## [DIRECTIVE]
Reproduce the listing below line for line, leaving out the picture itself.

>> Start

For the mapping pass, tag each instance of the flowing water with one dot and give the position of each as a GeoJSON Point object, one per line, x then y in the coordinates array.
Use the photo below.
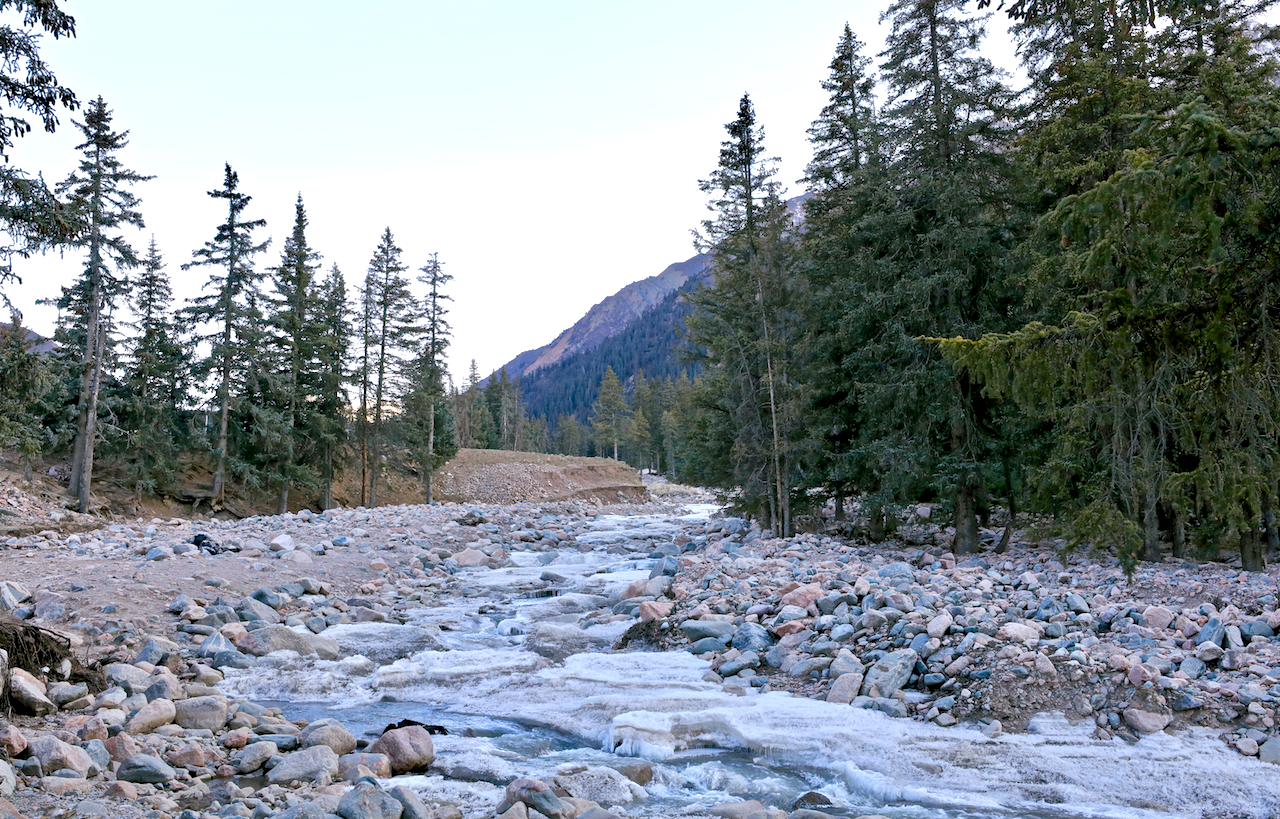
{"type": "Point", "coordinates": [508, 714]}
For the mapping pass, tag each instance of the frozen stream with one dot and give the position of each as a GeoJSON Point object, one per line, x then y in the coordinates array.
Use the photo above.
{"type": "Point", "coordinates": [465, 664]}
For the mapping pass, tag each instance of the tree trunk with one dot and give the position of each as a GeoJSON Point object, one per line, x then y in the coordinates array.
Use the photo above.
{"type": "Point", "coordinates": [1151, 529]}
{"type": "Point", "coordinates": [86, 479]}
{"type": "Point", "coordinates": [967, 520]}
{"type": "Point", "coordinates": [1251, 550]}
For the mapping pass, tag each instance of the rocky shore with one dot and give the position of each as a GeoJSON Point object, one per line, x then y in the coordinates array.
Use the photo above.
{"type": "Point", "coordinates": [903, 628]}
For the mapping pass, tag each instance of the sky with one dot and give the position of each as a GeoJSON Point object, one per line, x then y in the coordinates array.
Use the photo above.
{"type": "Point", "coordinates": [548, 151]}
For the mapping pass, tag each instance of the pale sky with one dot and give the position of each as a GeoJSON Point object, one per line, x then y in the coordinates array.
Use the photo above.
{"type": "Point", "coordinates": [549, 151]}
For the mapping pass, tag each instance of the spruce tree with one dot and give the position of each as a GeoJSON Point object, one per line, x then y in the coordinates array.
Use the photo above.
{"type": "Point", "coordinates": [745, 324]}
{"type": "Point", "coordinates": [233, 307]}
{"type": "Point", "coordinates": [609, 412]}
{"type": "Point", "coordinates": [392, 330]}
{"type": "Point", "coordinates": [425, 405]}
{"type": "Point", "coordinates": [155, 381]}
{"type": "Point", "coordinates": [329, 421]}
{"type": "Point", "coordinates": [295, 338]}
{"type": "Point", "coordinates": [99, 190]}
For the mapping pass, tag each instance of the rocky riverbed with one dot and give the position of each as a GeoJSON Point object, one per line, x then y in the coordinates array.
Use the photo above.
{"type": "Point", "coordinates": [630, 660]}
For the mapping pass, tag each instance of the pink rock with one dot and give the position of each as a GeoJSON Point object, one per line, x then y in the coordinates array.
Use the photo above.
{"type": "Point", "coordinates": [408, 749]}
{"type": "Point", "coordinates": [803, 596]}
{"type": "Point", "coordinates": [654, 609]}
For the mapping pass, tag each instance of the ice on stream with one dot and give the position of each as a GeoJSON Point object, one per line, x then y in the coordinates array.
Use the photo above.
{"type": "Point", "coordinates": [658, 707]}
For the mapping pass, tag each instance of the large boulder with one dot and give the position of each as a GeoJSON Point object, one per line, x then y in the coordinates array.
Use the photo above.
{"type": "Point", "coordinates": [408, 749]}
{"type": "Point", "coordinates": [312, 764]}
{"type": "Point", "coordinates": [369, 801]}
{"type": "Point", "coordinates": [145, 768]}
{"type": "Point", "coordinates": [261, 641]}
{"type": "Point", "coordinates": [888, 673]}
{"type": "Point", "coordinates": [201, 712]}
{"type": "Point", "coordinates": [56, 755]}
{"type": "Point", "coordinates": [151, 715]}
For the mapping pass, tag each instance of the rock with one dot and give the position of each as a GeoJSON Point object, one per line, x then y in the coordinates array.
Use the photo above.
{"type": "Point", "coordinates": [145, 768]}
{"type": "Point", "coordinates": [888, 673]}
{"type": "Point", "coordinates": [369, 801]}
{"type": "Point", "coordinates": [28, 695]}
{"type": "Point", "coordinates": [471, 558]}
{"type": "Point", "coordinates": [940, 625]}
{"type": "Point", "coordinates": [803, 596]}
{"type": "Point", "coordinates": [536, 795]}
{"type": "Point", "coordinates": [1019, 632]}
{"type": "Point", "coordinates": [599, 785]}
{"type": "Point", "coordinates": [151, 715]}
{"type": "Point", "coordinates": [201, 712]}
{"type": "Point", "coordinates": [1212, 632]}
{"type": "Point", "coordinates": [332, 735]}
{"type": "Point", "coordinates": [12, 741]}
{"type": "Point", "coordinates": [408, 749]}
{"type": "Point", "coordinates": [702, 628]}
{"type": "Point", "coordinates": [263, 641]}
{"type": "Point", "coordinates": [255, 755]}
{"type": "Point", "coordinates": [845, 689]}
{"type": "Point", "coordinates": [752, 637]}
{"type": "Point", "coordinates": [411, 805]}
{"type": "Point", "coordinates": [650, 611]}
{"type": "Point", "coordinates": [56, 755]}
{"type": "Point", "coordinates": [1157, 617]}
{"type": "Point", "coordinates": [737, 810]}
{"type": "Point", "coordinates": [314, 764]}
{"type": "Point", "coordinates": [1144, 721]}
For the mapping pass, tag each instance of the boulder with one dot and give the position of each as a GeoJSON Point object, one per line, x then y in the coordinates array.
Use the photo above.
{"type": "Point", "coordinates": [368, 801]}
{"type": "Point", "coordinates": [314, 764]}
{"type": "Point", "coordinates": [201, 712]}
{"type": "Point", "coordinates": [888, 673]}
{"type": "Point", "coordinates": [263, 641]}
{"type": "Point", "coordinates": [151, 715]}
{"type": "Point", "coordinates": [56, 755]}
{"type": "Point", "coordinates": [145, 768]}
{"type": "Point", "coordinates": [408, 749]}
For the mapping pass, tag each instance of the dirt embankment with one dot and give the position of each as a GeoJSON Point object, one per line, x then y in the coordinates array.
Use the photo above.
{"type": "Point", "coordinates": [501, 476]}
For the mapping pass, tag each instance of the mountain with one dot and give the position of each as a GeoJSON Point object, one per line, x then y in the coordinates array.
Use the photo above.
{"type": "Point", "coordinates": [609, 318]}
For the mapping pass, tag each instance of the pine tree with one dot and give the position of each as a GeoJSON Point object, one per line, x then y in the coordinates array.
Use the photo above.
{"type": "Point", "coordinates": [155, 383]}
{"type": "Point", "coordinates": [609, 412]}
{"type": "Point", "coordinates": [745, 325]}
{"type": "Point", "coordinates": [425, 405]}
{"type": "Point", "coordinates": [31, 215]}
{"type": "Point", "coordinates": [392, 330]}
{"type": "Point", "coordinates": [233, 307]}
{"type": "Point", "coordinates": [99, 191]}
{"type": "Point", "coordinates": [295, 338]}
{"type": "Point", "coordinates": [329, 420]}
{"type": "Point", "coordinates": [23, 376]}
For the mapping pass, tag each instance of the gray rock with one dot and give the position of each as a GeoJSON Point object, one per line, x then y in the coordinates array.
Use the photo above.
{"type": "Point", "coordinates": [255, 755]}
{"type": "Point", "coordinates": [752, 637]}
{"type": "Point", "coordinates": [411, 803]}
{"type": "Point", "coordinates": [368, 801]}
{"type": "Point", "coordinates": [1212, 632]}
{"type": "Point", "coordinates": [700, 628]}
{"type": "Point", "coordinates": [263, 641]}
{"type": "Point", "coordinates": [312, 764]}
{"type": "Point", "coordinates": [201, 712]}
{"type": "Point", "coordinates": [888, 673]}
{"type": "Point", "coordinates": [145, 768]}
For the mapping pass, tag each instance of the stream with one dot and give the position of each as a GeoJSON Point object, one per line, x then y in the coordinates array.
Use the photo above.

>> End

## [TASK OUTPUT]
For the mapping pass, tag each instance of the flowing water with one dot and give the position of each as a GeoJSON Point object, one per line, x then y in the coordinates array.
Use the photo below.
{"type": "Point", "coordinates": [508, 714]}
For the mapping pass, tag each instance of the frozen stream with one dot and give the position of each as a GeoJSON Point object, one per line, x then y in the coordinates array.
Use the photo above.
{"type": "Point", "coordinates": [465, 664]}
For the mapping pass, tag each instance of the tree trunk with one dot and give the position of each as a GeoJSON Point object, one per line, x then y in the coordinates array.
Use the photo above.
{"type": "Point", "coordinates": [1151, 529]}
{"type": "Point", "coordinates": [86, 479]}
{"type": "Point", "coordinates": [967, 520]}
{"type": "Point", "coordinates": [1251, 550]}
For the mapping pass, tag each instance of the rocky shore with one dot and give the position of each as a GeoJSON Point object, one per line, x then y in the coordinates array.
Use the photo above.
{"type": "Point", "coordinates": [903, 628]}
For the mapping pass, tag each instance of the sky with one dot and give the position of each as a GeoJSON Point object, one per line, x then y in the coordinates array.
Use the photo above.
{"type": "Point", "coordinates": [548, 151]}
For the mapping pass, tag each instance of the pale sky with one dot and give the position of each as a GeoJSON Point object, one per line, x then y in the coordinates array.
Use the photo above.
{"type": "Point", "coordinates": [549, 151]}
For the mapping pass, tag each instance of the spruce tree with one dot and give the position of each as a GeoJSON Point object, one per line, x then y in the coordinates array.
Use the photo above.
{"type": "Point", "coordinates": [745, 324]}
{"type": "Point", "coordinates": [233, 307]}
{"type": "Point", "coordinates": [609, 412]}
{"type": "Point", "coordinates": [392, 330]}
{"type": "Point", "coordinates": [425, 405]}
{"type": "Point", "coordinates": [155, 381]}
{"type": "Point", "coordinates": [329, 421]}
{"type": "Point", "coordinates": [295, 338]}
{"type": "Point", "coordinates": [99, 190]}
For the mapping pass, tag each instance of the rocky riverbed with one dot and give the position of each as a GeoJSON Point object, one per line, x then y in the coordinates array.
Use the photo above.
{"type": "Point", "coordinates": [630, 660]}
For the mapping pass, tag each instance of the pink rock with one dot and give the position of each as a GeoJSON Point object, one per line, x then y in the coordinates array.
Use the photo above.
{"type": "Point", "coordinates": [408, 749]}
{"type": "Point", "coordinates": [803, 596]}
{"type": "Point", "coordinates": [654, 609]}
For the mapping pass, tag each instance of the ice on stream with one dot and give the position of each as a GeoJSON Point object, one per line, x then y in the coordinates array.
Use the photo above.
{"type": "Point", "coordinates": [658, 707]}
For the mapping pass, tag each instance of the large boulder with one dot and give the position of each as a GeoJSON Point object, one per line, x then y in the coordinates array.
Use the photo above.
{"type": "Point", "coordinates": [408, 749]}
{"type": "Point", "coordinates": [312, 764]}
{"type": "Point", "coordinates": [369, 801]}
{"type": "Point", "coordinates": [145, 768]}
{"type": "Point", "coordinates": [261, 641]}
{"type": "Point", "coordinates": [888, 673]}
{"type": "Point", "coordinates": [201, 712]}
{"type": "Point", "coordinates": [56, 755]}
{"type": "Point", "coordinates": [151, 715]}
For the mapping pass, tag each instance of the rock with one dot and give the position of each as a GeoJSON Point object, one per line, x then y in the coordinates array.
Use the photo above.
{"type": "Point", "coordinates": [145, 768]}
{"type": "Point", "coordinates": [888, 673]}
{"type": "Point", "coordinates": [369, 801]}
{"type": "Point", "coordinates": [28, 695]}
{"type": "Point", "coordinates": [471, 558]}
{"type": "Point", "coordinates": [940, 625]}
{"type": "Point", "coordinates": [803, 596]}
{"type": "Point", "coordinates": [536, 795]}
{"type": "Point", "coordinates": [1019, 632]}
{"type": "Point", "coordinates": [599, 785]}
{"type": "Point", "coordinates": [151, 715]}
{"type": "Point", "coordinates": [201, 712]}
{"type": "Point", "coordinates": [1212, 632]}
{"type": "Point", "coordinates": [332, 735]}
{"type": "Point", "coordinates": [12, 741]}
{"type": "Point", "coordinates": [408, 749]}
{"type": "Point", "coordinates": [702, 628]}
{"type": "Point", "coordinates": [263, 641]}
{"type": "Point", "coordinates": [255, 755]}
{"type": "Point", "coordinates": [845, 689]}
{"type": "Point", "coordinates": [752, 637]}
{"type": "Point", "coordinates": [411, 805]}
{"type": "Point", "coordinates": [650, 611]}
{"type": "Point", "coordinates": [56, 755]}
{"type": "Point", "coordinates": [1157, 617]}
{"type": "Point", "coordinates": [737, 810]}
{"type": "Point", "coordinates": [314, 764]}
{"type": "Point", "coordinates": [1144, 721]}
For the mapping pass, tag each instance of the boulder with one dot and give the position of each as a GeoJSON Point object, one per line, x then y in the coordinates array.
Use the photo above.
{"type": "Point", "coordinates": [368, 801]}
{"type": "Point", "coordinates": [314, 764]}
{"type": "Point", "coordinates": [201, 712]}
{"type": "Point", "coordinates": [888, 673]}
{"type": "Point", "coordinates": [263, 641]}
{"type": "Point", "coordinates": [151, 715]}
{"type": "Point", "coordinates": [56, 755]}
{"type": "Point", "coordinates": [145, 768]}
{"type": "Point", "coordinates": [408, 749]}
For the mapping pass, tag each instance of the dirt embankment with one dot and give the position of each as a GeoJSON Point object, one per line, x then y in the coordinates array.
Use the photo above.
{"type": "Point", "coordinates": [501, 476]}
For the mapping pass, tag each instance of the mountain with one dot and give the position of each as a GeoJSON Point object, one per line, x then y in the coordinates array.
Use the photo above.
{"type": "Point", "coordinates": [609, 318]}
For the mapping pass, tag each instance of the pine tree with one dot and give the position of each as a GeoJSON Point object, one per line, x then y in the coordinates array.
Use the photo above.
{"type": "Point", "coordinates": [155, 383]}
{"type": "Point", "coordinates": [609, 412]}
{"type": "Point", "coordinates": [745, 325]}
{"type": "Point", "coordinates": [425, 405]}
{"type": "Point", "coordinates": [31, 215]}
{"type": "Point", "coordinates": [392, 330]}
{"type": "Point", "coordinates": [233, 307]}
{"type": "Point", "coordinates": [99, 191]}
{"type": "Point", "coordinates": [295, 338]}
{"type": "Point", "coordinates": [329, 420]}
{"type": "Point", "coordinates": [23, 376]}
For the mapping pass, tag each instance of the gray rock with one dot and give the position of each as a GeoJSON Point object, one per line, x then y in the coordinates array.
Use the photo above.
{"type": "Point", "coordinates": [255, 755]}
{"type": "Point", "coordinates": [752, 637]}
{"type": "Point", "coordinates": [411, 803]}
{"type": "Point", "coordinates": [368, 801]}
{"type": "Point", "coordinates": [1212, 632]}
{"type": "Point", "coordinates": [700, 628]}
{"type": "Point", "coordinates": [263, 641]}
{"type": "Point", "coordinates": [312, 764]}
{"type": "Point", "coordinates": [201, 712]}
{"type": "Point", "coordinates": [888, 673]}
{"type": "Point", "coordinates": [145, 768]}
For the mapping pass, tag each instance of the stream with one dot and give the position of each as a GeoJSON Point object, one per line, x then y in the coordinates array.
Use the photo above.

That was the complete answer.